==== DATASET EXTRACT

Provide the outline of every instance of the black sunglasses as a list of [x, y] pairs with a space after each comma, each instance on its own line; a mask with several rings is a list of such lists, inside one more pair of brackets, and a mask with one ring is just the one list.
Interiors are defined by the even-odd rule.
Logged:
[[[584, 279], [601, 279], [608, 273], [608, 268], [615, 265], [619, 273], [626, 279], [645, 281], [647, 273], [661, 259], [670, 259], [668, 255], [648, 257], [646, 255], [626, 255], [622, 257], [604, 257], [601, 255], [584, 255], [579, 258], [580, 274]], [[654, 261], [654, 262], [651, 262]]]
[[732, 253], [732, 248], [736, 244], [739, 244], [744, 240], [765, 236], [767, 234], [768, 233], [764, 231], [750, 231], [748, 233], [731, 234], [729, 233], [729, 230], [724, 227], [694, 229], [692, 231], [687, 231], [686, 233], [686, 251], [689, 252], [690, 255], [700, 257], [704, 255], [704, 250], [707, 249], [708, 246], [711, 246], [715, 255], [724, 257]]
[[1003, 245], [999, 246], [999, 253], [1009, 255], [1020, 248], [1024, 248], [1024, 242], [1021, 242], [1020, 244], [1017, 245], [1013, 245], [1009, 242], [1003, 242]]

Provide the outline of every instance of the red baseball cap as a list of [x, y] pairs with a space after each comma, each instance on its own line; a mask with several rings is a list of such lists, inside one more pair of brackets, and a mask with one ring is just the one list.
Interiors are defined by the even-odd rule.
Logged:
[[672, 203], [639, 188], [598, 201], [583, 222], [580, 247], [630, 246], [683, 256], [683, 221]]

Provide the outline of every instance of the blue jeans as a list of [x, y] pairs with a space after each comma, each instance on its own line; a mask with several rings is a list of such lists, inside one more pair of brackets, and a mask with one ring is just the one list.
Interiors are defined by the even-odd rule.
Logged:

========

EXERCISE DESCRIPTION> Return each line above precisely as written.

FINAL ANSWER>
Provide the outline of every instance of the black sunglasses as a list of [x, y] pairs with a space after each comma, each instance on its own line; a mask with several rings is a list of such lists, inside one more pair of brackets, and a mask with one ring is just the one list.
Interiors are defined by the even-odd rule.
Logged:
[[[584, 279], [601, 279], [608, 273], [608, 268], [615, 265], [619, 273], [626, 279], [645, 281], [647, 273], [661, 259], [670, 259], [668, 255], [648, 257], [646, 255], [626, 255], [622, 257], [604, 257], [601, 255], [584, 255], [579, 258], [580, 274]], [[654, 261], [654, 262], [651, 262]]]
[[732, 253], [732, 248], [736, 244], [739, 244], [744, 240], [765, 236], [767, 234], [768, 233], [764, 231], [750, 231], [748, 233], [731, 234], [729, 233], [729, 230], [724, 227], [694, 229], [692, 231], [687, 231], [686, 233], [686, 251], [689, 252], [690, 255], [700, 257], [704, 255], [704, 250], [707, 249], [708, 246], [711, 246], [715, 255], [724, 257]]
[[1003, 245], [999, 246], [999, 253], [1009, 255], [1020, 248], [1024, 248], [1024, 242], [1021, 242], [1020, 244], [1017, 245], [1013, 245], [1009, 242], [1003, 242]]

Provide the outline of every instance of the red baseball cap as a list of [x, y] pairs with a space after each comma, each instance on its own line; a mask with several rings is a list of such lists, inside one more pair of brackets, and a mask with one ring is just the one list.
Interiors are defined by the even-odd rule.
Logged:
[[672, 203], [639, 188], [598, 201], [583, 222], [580, 247], [630, 246], [683, 256], [683, 221]]

Provide the outline of every instance of the blue jeans as a list of [x, y] pairs with a space after each comma, each instance on its own line; a mask with several rings is a list of such lists, inside one more pair of brackets, and a mask with one ring is just the one list.
Interiors are defined by the even-odd rule.
Logged:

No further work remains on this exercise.